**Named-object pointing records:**
━━━━━━
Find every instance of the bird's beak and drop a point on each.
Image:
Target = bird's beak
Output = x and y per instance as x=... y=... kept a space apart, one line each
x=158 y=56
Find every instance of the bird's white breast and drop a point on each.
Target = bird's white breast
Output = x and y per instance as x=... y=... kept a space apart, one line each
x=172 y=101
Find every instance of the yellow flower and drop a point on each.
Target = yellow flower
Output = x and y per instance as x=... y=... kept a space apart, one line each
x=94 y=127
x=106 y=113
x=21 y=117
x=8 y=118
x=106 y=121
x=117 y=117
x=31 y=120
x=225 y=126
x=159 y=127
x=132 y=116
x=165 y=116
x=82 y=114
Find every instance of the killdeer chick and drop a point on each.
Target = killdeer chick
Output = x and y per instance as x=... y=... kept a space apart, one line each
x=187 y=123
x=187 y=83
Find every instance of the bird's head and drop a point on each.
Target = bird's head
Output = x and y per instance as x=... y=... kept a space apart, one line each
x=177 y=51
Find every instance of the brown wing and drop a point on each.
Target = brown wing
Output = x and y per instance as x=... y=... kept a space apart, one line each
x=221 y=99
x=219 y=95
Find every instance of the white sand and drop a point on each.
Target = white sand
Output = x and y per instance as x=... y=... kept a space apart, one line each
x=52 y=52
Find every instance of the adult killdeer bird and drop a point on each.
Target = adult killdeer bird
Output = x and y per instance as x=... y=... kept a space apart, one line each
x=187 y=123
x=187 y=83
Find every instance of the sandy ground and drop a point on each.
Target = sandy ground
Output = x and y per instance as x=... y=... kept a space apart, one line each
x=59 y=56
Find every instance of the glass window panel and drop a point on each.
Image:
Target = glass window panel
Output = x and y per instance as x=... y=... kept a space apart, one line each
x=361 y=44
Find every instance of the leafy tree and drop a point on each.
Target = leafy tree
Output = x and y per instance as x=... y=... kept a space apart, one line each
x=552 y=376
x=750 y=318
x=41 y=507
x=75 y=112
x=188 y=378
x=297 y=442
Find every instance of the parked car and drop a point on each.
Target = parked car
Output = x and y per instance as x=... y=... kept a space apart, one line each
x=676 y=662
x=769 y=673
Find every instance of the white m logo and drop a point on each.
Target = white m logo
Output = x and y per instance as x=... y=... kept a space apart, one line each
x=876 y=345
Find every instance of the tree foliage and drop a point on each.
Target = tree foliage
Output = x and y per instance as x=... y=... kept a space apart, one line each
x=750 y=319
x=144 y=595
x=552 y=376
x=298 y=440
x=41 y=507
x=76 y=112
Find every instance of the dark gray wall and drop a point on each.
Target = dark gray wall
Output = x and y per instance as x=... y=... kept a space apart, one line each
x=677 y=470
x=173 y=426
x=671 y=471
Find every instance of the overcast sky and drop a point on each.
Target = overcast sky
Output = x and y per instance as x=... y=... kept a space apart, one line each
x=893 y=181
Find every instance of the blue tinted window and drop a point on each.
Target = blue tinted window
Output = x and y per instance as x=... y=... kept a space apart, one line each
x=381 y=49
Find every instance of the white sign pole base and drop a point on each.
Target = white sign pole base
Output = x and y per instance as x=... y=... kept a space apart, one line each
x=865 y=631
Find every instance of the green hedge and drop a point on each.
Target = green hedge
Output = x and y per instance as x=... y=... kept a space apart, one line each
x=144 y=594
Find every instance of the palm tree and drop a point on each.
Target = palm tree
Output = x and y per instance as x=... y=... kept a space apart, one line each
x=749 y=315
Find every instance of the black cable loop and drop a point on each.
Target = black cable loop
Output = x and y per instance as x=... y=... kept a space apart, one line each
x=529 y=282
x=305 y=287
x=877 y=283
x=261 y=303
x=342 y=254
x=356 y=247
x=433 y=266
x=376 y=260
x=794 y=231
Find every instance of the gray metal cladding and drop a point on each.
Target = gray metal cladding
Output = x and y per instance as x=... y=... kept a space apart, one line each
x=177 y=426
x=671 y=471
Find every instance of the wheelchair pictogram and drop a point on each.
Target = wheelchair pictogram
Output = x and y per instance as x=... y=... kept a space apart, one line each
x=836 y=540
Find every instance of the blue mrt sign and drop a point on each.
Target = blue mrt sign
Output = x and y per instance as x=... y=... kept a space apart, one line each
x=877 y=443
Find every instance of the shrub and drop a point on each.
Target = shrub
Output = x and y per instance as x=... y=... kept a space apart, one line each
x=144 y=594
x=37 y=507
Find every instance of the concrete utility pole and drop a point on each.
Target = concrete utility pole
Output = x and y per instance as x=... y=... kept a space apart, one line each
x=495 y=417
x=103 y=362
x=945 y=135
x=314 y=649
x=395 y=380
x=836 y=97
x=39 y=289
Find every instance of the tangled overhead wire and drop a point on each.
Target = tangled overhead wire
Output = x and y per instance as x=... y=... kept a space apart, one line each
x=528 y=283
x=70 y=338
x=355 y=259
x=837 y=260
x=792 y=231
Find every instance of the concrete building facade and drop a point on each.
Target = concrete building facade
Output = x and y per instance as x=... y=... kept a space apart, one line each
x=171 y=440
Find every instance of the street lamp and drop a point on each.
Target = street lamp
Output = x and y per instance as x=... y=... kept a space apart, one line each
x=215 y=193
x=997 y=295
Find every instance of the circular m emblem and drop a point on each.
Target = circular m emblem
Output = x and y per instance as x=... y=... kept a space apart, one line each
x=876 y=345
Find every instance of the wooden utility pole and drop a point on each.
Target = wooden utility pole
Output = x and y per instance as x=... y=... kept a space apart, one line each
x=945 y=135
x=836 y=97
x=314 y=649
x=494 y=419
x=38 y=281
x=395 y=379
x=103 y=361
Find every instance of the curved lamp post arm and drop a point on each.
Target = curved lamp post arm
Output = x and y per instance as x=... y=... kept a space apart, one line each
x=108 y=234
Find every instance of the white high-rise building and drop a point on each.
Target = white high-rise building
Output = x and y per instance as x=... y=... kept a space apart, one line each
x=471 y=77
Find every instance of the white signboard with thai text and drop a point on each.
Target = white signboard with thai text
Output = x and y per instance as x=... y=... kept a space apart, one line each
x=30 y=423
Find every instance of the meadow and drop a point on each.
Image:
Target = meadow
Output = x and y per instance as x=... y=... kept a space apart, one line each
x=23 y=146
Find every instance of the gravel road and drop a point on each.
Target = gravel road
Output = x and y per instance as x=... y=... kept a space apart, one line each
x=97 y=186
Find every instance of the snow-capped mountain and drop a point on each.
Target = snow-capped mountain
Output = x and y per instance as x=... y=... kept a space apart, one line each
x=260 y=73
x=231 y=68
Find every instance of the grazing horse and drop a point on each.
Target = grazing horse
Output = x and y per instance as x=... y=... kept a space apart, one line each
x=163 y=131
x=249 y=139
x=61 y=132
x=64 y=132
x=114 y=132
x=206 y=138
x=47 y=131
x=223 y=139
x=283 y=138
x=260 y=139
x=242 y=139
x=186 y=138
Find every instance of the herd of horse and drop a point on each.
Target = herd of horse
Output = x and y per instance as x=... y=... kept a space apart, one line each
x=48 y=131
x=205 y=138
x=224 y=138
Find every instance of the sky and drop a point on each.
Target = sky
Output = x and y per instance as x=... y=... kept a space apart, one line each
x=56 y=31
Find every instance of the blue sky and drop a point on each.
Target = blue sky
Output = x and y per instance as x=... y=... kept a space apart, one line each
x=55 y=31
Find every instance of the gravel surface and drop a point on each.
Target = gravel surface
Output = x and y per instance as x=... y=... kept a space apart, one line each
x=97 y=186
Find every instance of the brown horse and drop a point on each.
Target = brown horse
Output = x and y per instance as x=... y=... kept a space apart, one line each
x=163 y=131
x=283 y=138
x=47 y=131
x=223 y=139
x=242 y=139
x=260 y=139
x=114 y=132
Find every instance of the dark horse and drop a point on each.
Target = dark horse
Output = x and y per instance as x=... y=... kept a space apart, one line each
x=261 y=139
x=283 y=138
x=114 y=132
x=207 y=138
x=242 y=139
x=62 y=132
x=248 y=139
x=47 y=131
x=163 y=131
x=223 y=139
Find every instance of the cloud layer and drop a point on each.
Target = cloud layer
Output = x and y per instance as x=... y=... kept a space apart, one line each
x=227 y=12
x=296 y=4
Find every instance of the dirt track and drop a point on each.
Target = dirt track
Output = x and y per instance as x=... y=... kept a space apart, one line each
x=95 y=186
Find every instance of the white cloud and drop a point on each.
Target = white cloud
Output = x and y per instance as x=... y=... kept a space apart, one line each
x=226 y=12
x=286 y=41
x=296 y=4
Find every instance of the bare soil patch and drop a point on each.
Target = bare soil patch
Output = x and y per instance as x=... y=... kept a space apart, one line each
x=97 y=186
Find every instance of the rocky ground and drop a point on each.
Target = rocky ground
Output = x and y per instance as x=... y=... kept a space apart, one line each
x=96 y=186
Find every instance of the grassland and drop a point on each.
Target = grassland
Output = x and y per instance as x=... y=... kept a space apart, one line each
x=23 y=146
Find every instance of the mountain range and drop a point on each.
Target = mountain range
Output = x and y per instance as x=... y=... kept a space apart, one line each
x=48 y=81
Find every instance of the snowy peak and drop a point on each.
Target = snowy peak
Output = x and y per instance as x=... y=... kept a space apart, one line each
━━━━━━
**PROMPT:** Render the stretch from the line containing "Find every instance of the grassland" through the end of the records as a Markdown table. Use the columns "No." for the row number and "Entry" for the line, and leave out any blank lines.

**COMPLETE ANSWER:**
| No. | Entry |
|---|---|
| 1 | Find every instance of the grassland and drop a point on each. |
| 2 | Target = grassland |
| 3 | Output = x and y per instance as x=... y=... kept a space apart, one line each |
| 4 | x=23 y=146 |
| 5 | Find every instance of the mountain range and drop a point on each. |
| 6 | Target = mountain range |
| 7 | Output = x and y per instance as x=... y=... kept a space apart, one line each |
| 8 | x=48 y=81 |
| 9 | Find every instance of the snowy peak and drop a point on each. |
| 10 | Target = snowy peak |
| 11 | Output = x and y per instance as x=... y=... kept a space apart, one line each |